From Parchment to Practice: Implementing New Constitutions

10/13

Room V
1111 East 60th Street, Chicago, Illinois 60637
By invitation only

Constitution-making is a process of transition across time, from one regime to the next. As a conceptual matter, it is possible that constitutions can be either agents of change or of continuity. Constitutions often reflect elements of extant political and social orders even as they seek to create new democratic processes, rights, and patterns of economic and social life. Sometimes continuity is an objective of the drafters. Sometimes it is a brute imperative, especially when powerful factions must be placated in order for a document to be enacted. Even the process of drafting a constitution reflects a balance between change and continuity: if sufficiently inclusive, the process might alter the boundaries of the political community, even if this was not intended at the outset of constitution-making.

The possible dynamics of change and continuity from the period before a text is adopted to the period after its installation are manifold and varied. Yet little systematic work has addressed either the theoretical questions or the practical

ones raised by this variance. The aim of our conference is to understand how, when, and why written constitutions can be agents of social, economic, and political transformation in both the short- and long-term.

Theme One: The “First Period” Problem in Constitutional Design

Constitutional transformations are confronted with a set of immediate challenges: determining the sequence of elections and institutional creation; the use of transitional provisions; the management of potential spoilers; and decisions about how to prioritize. The “first period” can have profound effects on downstream constitutional performance, and can make or break constitutional implementation writ large. Our first set of papers will address how first period problems are managed, or mismanaged.

Theme Two: Managing Legacies and Continuity

The process of constitutional adoption and installation relates to the likelihood of stable constitutional substance and effective implementation. Does increasing the democratic pedigree of constitutional creation increase the stability of the resulting institutions? If not, how are desirable new forms of politics—e.g., ones that are more inclusive of women or of religious/ethnic minorities—effectively fostered in the context of constitutional creation?

Theme Three: Change and Continuity in Moments of Constitutional Creation. The tension between preservation and transformation in constitutional design implicates several questions of theoretical interest. To the extent that the efficacy of written constitutions always depends on political forces, there is a question whether such documents can ever have any transformative effect, and if so why. To the extent that constitutions are effective, can they be important instruments of social or political transformation, and if so, under what conditions? The preservation/transformation binary plays out in constitutional interpretation, where subsequent readers of a constitution must choose to be either forward- or backward-looking. We anticipate papers on managing colonial legacies or authoritarian transitions as well as in the issues of interpretation.

===============

Please write out the conference description word for word, from "The process of constitutional" to "of constitutional creation?". The data that follows has no connection to the conference description.

■ **Dataset excerpt**
===============

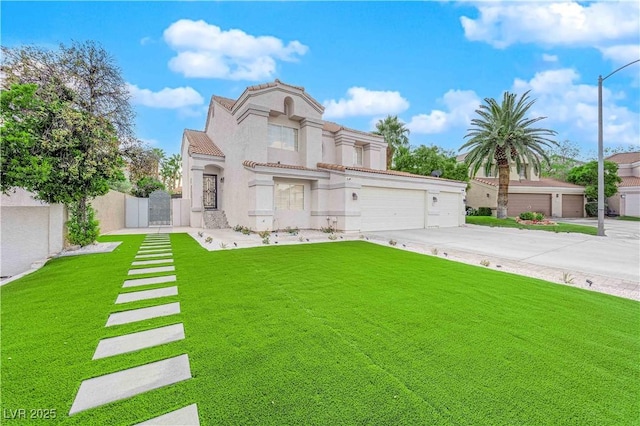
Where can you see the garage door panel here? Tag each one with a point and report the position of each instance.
(572, 206)
(519, 203)
(391, 209)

===============

■ **Exercise answer**
The process of constitutional adoption and installation relates to the likelihood of stable constitutional substance and effective implementation. Does increasing the democratic pedigree of constitutional creation increase the stability of the resulting institutions? If not, how are desirable new forms of politics—e.g., ones that are more inclusive of women or of religious/ethnic minorities—effectively fostered in the context of constitutional creation?